(Extracted records)

· · · · ·

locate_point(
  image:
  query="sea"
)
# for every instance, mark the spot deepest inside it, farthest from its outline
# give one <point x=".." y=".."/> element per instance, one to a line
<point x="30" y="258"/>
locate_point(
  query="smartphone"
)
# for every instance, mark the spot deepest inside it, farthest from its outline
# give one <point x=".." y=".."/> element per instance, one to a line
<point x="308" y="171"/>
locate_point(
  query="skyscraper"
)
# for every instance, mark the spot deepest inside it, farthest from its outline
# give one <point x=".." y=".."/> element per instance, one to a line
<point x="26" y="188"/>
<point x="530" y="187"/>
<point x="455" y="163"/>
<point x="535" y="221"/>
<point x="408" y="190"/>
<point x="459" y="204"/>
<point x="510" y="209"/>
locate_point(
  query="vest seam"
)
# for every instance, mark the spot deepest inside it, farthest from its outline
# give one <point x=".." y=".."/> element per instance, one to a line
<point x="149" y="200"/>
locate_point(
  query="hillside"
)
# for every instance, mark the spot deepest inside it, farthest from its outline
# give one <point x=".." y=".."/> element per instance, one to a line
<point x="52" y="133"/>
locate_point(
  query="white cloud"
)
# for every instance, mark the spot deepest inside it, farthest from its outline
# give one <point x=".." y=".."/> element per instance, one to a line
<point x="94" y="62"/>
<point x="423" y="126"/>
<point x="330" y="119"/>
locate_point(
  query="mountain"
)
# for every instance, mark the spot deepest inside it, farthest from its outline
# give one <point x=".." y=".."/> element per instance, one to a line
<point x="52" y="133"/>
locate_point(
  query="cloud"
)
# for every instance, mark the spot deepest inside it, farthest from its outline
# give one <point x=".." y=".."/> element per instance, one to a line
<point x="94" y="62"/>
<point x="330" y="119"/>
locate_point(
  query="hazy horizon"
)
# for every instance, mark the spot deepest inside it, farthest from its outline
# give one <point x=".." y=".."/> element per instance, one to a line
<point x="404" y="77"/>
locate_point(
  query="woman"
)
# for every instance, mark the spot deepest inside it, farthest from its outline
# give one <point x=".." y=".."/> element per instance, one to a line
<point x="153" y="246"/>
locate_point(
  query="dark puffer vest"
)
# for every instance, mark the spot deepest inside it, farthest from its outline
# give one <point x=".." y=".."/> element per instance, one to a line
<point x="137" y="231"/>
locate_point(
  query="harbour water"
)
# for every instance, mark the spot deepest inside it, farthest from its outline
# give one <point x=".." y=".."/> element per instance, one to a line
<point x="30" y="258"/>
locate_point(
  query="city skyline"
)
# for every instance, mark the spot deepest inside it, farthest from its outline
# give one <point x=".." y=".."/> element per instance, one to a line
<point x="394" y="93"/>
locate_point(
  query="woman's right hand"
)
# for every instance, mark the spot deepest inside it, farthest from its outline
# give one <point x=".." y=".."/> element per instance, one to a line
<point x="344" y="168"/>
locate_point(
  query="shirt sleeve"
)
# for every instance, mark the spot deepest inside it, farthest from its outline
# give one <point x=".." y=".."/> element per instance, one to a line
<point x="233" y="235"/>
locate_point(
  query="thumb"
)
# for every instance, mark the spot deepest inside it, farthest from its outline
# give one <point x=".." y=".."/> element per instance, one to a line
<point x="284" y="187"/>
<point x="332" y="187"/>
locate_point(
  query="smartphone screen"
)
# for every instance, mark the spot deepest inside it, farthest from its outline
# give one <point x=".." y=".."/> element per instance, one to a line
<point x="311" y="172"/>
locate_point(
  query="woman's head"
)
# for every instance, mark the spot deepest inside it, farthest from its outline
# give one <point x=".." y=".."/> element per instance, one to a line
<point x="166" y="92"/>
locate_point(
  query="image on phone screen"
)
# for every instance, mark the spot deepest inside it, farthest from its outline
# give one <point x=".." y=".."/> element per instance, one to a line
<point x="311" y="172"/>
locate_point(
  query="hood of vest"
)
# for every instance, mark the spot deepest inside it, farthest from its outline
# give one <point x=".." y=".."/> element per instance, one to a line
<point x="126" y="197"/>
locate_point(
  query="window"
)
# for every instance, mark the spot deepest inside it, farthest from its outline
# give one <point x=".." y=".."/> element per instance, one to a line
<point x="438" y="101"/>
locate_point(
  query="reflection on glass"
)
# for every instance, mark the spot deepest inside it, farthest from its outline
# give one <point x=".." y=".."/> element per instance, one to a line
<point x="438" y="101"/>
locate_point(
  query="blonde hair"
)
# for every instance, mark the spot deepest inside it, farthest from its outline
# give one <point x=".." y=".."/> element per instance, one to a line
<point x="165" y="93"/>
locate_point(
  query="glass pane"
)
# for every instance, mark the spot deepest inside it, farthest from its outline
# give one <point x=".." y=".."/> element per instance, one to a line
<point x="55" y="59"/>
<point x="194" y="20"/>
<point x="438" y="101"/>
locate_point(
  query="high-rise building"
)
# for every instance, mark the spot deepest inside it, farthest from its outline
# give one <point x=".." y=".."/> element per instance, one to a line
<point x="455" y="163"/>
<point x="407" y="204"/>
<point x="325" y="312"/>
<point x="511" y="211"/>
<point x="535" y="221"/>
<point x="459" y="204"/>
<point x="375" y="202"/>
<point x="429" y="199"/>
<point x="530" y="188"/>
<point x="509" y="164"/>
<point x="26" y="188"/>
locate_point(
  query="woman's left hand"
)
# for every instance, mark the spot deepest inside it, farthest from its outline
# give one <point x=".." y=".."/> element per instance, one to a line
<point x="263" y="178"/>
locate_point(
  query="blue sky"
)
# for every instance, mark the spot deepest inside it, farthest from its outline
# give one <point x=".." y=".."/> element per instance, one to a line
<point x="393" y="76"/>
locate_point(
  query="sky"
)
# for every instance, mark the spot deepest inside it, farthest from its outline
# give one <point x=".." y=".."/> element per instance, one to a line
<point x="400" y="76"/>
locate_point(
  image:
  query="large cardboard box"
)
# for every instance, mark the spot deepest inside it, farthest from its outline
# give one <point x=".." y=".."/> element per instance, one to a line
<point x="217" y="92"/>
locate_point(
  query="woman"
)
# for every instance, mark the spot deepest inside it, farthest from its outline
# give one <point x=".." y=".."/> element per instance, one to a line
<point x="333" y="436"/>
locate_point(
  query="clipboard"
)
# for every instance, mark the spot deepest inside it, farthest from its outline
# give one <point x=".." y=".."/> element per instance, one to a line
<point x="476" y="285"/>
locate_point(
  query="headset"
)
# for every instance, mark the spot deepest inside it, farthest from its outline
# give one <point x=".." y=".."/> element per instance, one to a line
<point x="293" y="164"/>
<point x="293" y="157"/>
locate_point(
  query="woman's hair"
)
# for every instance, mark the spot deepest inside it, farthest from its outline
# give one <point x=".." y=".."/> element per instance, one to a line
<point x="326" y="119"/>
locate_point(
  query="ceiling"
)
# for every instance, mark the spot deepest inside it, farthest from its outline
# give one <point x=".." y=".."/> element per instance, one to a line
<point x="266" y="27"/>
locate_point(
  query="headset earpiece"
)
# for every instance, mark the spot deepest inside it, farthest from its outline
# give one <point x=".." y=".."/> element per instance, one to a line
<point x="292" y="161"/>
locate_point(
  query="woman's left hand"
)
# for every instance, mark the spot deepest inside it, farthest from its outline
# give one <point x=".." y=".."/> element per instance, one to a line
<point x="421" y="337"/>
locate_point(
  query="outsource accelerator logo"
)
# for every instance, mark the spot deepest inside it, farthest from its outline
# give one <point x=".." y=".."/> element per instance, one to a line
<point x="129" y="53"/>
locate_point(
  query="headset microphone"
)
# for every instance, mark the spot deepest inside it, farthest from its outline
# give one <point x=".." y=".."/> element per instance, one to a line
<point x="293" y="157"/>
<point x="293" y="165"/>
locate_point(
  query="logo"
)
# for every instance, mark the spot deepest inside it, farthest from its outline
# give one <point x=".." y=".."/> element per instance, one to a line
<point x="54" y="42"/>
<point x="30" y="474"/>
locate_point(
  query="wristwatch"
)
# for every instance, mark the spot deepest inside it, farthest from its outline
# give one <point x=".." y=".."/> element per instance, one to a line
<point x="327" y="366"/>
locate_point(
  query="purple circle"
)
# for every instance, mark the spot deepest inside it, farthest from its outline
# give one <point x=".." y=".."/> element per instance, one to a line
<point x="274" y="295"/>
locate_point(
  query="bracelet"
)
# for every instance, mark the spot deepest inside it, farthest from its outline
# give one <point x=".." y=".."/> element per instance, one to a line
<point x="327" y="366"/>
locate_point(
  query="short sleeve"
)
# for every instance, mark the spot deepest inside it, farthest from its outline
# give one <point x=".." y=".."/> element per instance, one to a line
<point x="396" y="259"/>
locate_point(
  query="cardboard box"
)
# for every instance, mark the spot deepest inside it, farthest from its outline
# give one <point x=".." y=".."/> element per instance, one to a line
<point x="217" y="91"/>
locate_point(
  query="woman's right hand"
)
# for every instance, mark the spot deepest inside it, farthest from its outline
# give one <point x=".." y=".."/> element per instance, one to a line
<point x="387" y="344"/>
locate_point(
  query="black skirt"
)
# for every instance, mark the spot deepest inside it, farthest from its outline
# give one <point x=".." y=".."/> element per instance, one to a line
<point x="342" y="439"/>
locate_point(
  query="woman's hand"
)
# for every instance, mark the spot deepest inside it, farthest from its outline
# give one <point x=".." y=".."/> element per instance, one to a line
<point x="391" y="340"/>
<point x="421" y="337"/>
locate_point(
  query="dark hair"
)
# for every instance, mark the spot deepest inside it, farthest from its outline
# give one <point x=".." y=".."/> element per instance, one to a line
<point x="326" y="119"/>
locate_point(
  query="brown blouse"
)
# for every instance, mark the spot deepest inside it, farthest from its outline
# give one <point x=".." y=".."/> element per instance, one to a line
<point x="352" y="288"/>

· · · · ·

_Work instructions_.
Pull every line with the string "cardboard" from the data above.

_Response to the task_.
  query="large cardboard box"
  query="cardboard box"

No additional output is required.